▶ [Document segment]
** Begin **

The database was set in bulk mode, and confirmed as being correctly in bulk mode with appropriate full backups and transaction log backups occurring – so how could the log be expanding so rapidly for such a simple import. One clue was that this was only occurring on a single system, and that no other system had ever witnessed this behaviour, so it had to be something environmental.
The output from the transaction log captured during a load window was sent to me and some quick aggregation of the rows show that there was close to 280k LOP_FORMAT_PAGE entries, but instead of the normal log entry size of 84 bytes, they were coming in at 8276 bytes. This was due to the log record overhead but basically meant that for each page being allocated by the inload, an entry was added larger than the page just added.
I contacted Paul Randal to ask why the log entry would get allocated this large and he identified it as not being in bulk logged mode – which made sense given the log expansion but there was little proof. Examining an individual LOP_FORMAT_PAGE entry I could see a clear repeating pattern within the hex data – which would be consistent to a page with rows within it.
One field of what was being imported was a known value for every row (the data related to a specific week number), and translating that value into hex, it was visible multiple times. Using the breakdown of a row and that this value was field number 3 the row could be decoded and actual values of a row imported reconstructed.
Using these values the main database was queried and that row did indeed exist – the data has 27 decimal values within it also, so the chances of a random match are incredibly small. This proved that the log was recording every single row, even though it was in bulk logged mode.
There are a number of things that can prevent bulk logged mode from operating correctly, and on examining the list the problem became clear to the client’s DBA; the main database backup was still running at the same time as the data inload was being scheduled. The bulk log operations have to be fully logged during the backup to ensure that the database can be returned to a consistent state once it has been restored.
It is the only time I have seen the LOP_FORMAT_PAGE taking up this much space in a transaction log, and if anyone else gets stuck on a similar problem, google should at least find something this time.
Decoding a Simple Update Statement Within the Transaction Log
After decoding the delete statement within the transaction log, I thought I would tackle another statement – an update statement, although I am attempting the simple version of the update which is only to update a single value within the fixed width fields section. Again to assist in decoding the log entry, I have used the AdventureWorks database and know the values of the data before and after the modification, so it is easier to decode how the log entry is constructed.
As before the database has been backed up whilst in fully logged mode and the transaction log backed up to make it as small as possible. Once the database was ready I issued a simple statement against the database
update HumanResources.Employee set MaritalStatus = 'M' where employeeid = 6
The employee with the ID of 6 has changed marital status, congratulations employee id 6.

** End **

▶ [Task instructions]
(1) Transcribe, word for word, the part of the transaction log passage that opens with the words containing "Using these values" and closes with "bulk logged mode.".
(2) According to the transaction log passage, what was running at the same time that the data inload was scheduled?

▶ [Given information]
** Begin **

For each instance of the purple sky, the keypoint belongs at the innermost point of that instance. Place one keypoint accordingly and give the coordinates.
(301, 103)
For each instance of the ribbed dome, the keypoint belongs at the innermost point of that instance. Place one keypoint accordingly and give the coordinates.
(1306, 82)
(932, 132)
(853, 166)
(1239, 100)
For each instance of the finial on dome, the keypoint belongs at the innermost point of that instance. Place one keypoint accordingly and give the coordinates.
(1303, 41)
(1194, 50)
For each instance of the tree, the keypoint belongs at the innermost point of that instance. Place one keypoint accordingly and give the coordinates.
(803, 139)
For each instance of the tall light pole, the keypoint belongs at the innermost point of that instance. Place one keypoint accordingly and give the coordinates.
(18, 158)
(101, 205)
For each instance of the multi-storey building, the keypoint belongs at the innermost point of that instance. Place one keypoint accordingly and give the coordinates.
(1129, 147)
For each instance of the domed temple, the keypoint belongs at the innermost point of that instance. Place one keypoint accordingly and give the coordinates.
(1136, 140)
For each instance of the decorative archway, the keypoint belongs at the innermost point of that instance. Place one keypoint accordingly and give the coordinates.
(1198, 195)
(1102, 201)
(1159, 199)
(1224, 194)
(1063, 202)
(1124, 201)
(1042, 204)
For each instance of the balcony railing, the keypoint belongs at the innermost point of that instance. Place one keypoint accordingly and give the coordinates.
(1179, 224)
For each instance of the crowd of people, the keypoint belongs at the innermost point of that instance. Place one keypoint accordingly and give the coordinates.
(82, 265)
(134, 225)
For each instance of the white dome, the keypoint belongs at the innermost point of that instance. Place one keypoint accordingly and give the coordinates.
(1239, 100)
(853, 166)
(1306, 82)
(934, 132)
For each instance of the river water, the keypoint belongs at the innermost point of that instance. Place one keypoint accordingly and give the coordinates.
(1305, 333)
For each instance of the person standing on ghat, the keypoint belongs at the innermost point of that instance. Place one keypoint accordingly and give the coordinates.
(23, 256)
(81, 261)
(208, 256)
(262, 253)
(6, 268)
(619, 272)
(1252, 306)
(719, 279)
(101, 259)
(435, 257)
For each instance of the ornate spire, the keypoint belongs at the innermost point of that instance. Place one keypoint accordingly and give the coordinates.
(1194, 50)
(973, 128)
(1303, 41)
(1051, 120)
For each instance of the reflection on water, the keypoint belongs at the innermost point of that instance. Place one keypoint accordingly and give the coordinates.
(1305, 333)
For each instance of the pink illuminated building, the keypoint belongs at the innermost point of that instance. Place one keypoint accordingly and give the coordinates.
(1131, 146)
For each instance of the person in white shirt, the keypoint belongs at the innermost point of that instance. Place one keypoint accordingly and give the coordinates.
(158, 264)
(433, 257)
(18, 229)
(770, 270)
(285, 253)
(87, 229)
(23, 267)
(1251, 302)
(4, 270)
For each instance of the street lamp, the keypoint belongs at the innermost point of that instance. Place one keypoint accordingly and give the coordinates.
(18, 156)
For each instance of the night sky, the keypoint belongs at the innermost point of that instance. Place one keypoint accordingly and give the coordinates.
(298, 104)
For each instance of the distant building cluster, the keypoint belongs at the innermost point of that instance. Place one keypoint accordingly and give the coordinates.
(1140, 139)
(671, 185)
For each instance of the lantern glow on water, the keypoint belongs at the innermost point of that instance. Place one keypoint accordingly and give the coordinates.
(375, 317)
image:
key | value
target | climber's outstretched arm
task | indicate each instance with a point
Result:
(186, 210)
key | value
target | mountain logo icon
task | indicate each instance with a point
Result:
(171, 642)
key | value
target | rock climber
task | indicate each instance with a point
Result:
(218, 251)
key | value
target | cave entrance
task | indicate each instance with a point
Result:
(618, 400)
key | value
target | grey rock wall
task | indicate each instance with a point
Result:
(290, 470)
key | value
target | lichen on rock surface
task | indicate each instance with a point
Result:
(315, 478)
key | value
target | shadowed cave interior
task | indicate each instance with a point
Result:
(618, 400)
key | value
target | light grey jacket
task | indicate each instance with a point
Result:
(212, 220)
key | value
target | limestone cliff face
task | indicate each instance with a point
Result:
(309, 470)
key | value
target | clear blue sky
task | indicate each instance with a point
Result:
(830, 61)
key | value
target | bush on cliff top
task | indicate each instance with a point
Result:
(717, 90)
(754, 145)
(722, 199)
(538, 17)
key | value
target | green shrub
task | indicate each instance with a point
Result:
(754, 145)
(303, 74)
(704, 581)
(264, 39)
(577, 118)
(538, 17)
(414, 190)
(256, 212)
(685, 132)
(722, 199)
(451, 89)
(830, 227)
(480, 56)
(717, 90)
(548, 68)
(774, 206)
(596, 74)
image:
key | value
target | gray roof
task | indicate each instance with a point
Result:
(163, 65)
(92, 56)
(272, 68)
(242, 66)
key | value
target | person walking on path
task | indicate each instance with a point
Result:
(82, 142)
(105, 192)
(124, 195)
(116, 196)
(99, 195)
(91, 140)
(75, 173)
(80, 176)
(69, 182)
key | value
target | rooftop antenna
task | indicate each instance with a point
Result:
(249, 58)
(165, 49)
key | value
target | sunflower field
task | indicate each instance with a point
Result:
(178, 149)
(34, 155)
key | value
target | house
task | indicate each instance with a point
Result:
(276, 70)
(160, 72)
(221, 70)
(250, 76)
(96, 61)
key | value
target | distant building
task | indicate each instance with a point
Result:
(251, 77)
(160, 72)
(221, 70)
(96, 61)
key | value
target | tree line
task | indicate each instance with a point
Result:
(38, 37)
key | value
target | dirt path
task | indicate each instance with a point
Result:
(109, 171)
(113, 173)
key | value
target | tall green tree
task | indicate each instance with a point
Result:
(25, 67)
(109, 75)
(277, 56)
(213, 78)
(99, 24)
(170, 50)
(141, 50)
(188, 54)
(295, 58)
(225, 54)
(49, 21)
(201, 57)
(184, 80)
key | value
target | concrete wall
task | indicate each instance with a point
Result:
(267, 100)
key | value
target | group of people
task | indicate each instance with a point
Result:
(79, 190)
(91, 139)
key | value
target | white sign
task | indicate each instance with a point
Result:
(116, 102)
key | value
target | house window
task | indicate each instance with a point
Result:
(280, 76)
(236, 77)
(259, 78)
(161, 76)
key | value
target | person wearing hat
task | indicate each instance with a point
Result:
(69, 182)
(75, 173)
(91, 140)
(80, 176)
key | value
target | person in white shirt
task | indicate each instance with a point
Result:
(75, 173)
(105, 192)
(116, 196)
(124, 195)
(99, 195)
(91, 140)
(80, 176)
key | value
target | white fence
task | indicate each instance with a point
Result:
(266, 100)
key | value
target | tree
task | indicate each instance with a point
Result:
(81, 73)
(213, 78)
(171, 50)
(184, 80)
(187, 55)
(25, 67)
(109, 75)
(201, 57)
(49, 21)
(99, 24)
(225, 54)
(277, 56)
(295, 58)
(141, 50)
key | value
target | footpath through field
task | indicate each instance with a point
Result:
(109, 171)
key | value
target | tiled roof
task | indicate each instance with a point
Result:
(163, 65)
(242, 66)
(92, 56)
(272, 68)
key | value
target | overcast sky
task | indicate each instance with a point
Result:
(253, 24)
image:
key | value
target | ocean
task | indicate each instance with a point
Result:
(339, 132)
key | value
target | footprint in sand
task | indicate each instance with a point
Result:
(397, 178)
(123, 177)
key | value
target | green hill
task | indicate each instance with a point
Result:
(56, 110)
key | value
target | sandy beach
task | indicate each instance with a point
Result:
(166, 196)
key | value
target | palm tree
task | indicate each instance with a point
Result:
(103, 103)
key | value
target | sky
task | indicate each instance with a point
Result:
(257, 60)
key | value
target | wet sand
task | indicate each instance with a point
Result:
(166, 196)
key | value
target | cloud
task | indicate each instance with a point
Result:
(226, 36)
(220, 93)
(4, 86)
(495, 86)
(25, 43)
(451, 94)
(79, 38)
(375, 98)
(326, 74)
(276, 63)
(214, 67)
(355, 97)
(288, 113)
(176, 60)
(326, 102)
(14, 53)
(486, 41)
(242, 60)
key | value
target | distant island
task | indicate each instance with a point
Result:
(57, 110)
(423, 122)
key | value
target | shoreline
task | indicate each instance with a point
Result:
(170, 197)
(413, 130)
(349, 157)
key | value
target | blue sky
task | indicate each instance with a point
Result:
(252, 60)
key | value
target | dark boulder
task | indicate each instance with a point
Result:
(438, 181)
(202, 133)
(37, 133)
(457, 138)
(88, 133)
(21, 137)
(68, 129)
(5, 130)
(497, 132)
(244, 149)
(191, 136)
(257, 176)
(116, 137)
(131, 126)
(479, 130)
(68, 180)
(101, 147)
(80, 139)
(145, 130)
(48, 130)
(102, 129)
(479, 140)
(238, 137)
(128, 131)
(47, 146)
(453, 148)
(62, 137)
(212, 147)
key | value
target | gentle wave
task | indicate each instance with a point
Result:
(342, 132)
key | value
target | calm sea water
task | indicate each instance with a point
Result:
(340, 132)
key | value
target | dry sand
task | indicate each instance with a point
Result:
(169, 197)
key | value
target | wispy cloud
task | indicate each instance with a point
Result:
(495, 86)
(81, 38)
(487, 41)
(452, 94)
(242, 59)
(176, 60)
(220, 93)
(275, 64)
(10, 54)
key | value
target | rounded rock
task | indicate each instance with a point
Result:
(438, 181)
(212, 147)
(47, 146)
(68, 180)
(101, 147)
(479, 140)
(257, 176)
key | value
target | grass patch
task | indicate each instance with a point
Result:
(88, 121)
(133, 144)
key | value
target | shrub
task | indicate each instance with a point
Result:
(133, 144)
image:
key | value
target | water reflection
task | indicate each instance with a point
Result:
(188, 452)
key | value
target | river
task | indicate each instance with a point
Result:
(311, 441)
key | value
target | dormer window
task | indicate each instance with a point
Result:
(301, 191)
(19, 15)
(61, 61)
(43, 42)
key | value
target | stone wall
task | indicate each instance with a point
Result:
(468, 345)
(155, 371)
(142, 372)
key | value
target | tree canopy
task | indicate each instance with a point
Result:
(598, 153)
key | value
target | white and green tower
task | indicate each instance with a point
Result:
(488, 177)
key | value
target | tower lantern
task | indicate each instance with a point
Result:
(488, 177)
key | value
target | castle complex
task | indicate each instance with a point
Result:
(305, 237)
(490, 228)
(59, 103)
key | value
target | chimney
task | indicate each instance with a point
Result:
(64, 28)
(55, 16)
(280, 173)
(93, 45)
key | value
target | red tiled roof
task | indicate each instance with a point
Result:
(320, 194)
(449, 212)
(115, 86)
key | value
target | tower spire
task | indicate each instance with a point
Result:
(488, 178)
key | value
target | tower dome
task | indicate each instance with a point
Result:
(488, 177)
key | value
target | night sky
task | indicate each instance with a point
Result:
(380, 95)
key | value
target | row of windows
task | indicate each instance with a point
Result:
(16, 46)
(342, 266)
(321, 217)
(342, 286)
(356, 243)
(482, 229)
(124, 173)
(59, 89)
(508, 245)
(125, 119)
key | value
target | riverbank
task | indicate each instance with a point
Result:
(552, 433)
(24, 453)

** End **

▶ [The solutions]
(1)
Using these values the main database was queried and that row did indeed exist – the data has 27 decimal values within it also, so the chances of a random match are incredibly small. This proved that the log was recording every single row, even though it was in bulk logged mode.

(2) The main database backup was still running.